Ein paar Tage später kam dann in den Nachrichten im Fernsehen oder in der Zeitung, dass ein paar Kids aus der Nachbarschaft an der örtlichen Highschool einen Lehrer aus einem Fenster im dritten Stock gestürzt hatten. Das war für meine Eltern der Tropfen, der das Fass zum Überlaufen brachte. Sie wollten nicht, dass wir in so einer Gegend auf die Junior High kamen, verstehst du? Wenn es da so wild zugeht, dass die Lehrer zusammengeschlagen und aus dem Fenster geworfen werden, wer will denn dann sein Kind dorthin schicken? Also sagten meine Eltern: „Das reicht, wir ziehen um.“ Sie boten das Haus zum Verkauf an, aber wir beendeten das Schuljahr noch in unseren alten Klassen. Im Sommer schickten meine Eltern meine Schwester und mich nach West Covina zu unserer Tante.
Als ich in die siebte Klasse kam, war ich noch immer unter der Adresse meiner Tante gemeldet, da meine Eltern weiter nach einem neuen Haus suchten. Es war ein ganzes Stück nordöstlich von unserem alten Viertel, östlich von Pasadena, zwischen dem Freeway 210 und den San Gabriel Mountains. Mitten im Schuljahr zogen meine Eltern dann nach Glendora, und ich kam in die dortige Schule, die Sunflower Junior High. Gleichzeitig bekam meine Mutter einen besseren Job in einer Firma, die Zahnspangen herstellte. Die Immobilienpreise waren in Glendora vermutlich höher. Damals hatte ich von diesen Dingen keine Ahnung. Welches Kind hat das schon?

AUFGABENSTELLUNG –
Geben Sie aus dem Textauszug alles von „Als ich in die“ bis hinunter zu „hat das schon?“ unverändert aus. Stützen Sie sich ausschließlich auf den Textauszug.

BEREITGESTELLTE EINTRÄGE –

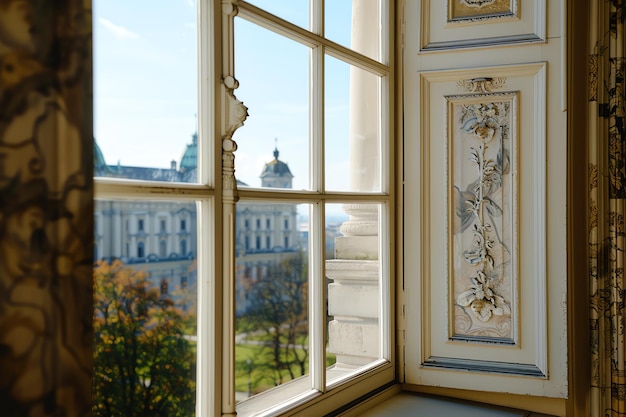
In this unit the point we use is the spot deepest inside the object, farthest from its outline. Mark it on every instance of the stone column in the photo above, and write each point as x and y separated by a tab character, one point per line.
354	293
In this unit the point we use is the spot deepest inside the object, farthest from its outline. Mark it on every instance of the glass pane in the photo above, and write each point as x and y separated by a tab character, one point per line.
273	75
145	90
272	345
145	301
352	129
294	11
354	288
356	24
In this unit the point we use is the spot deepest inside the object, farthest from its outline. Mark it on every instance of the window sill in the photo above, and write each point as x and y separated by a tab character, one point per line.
344	386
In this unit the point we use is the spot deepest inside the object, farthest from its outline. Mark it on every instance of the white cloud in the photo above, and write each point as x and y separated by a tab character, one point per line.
118	31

AUFGABENLÖSUNG –
Als ich in die siebte Klasse kam, war ich noch immer unter der Adresse meiner Tante gemeldet, da meine Eltern weiter nach einem neuen Haus suchten. Es war ein ganzes Stück nordöstlich von unserem alten Viertel, östlich von Pasadena, zwischen dem Freeway 210 und den San Gabriel Mountains. Mitten im Schuljahr zogen meine Eltern dann nach Glendora, und ich kam in die dortige Schule, die Sunflower Junior High. Gleichzeitig bekam meine Mutter einen besseren Job in einer Firma, die Zahnspangen herstellte. Die Immobilienpreise waren in Glendora vermutlich höher. Damals hatte ich von diesen Dingen keine Ahnung. Welches Kind hat das schon?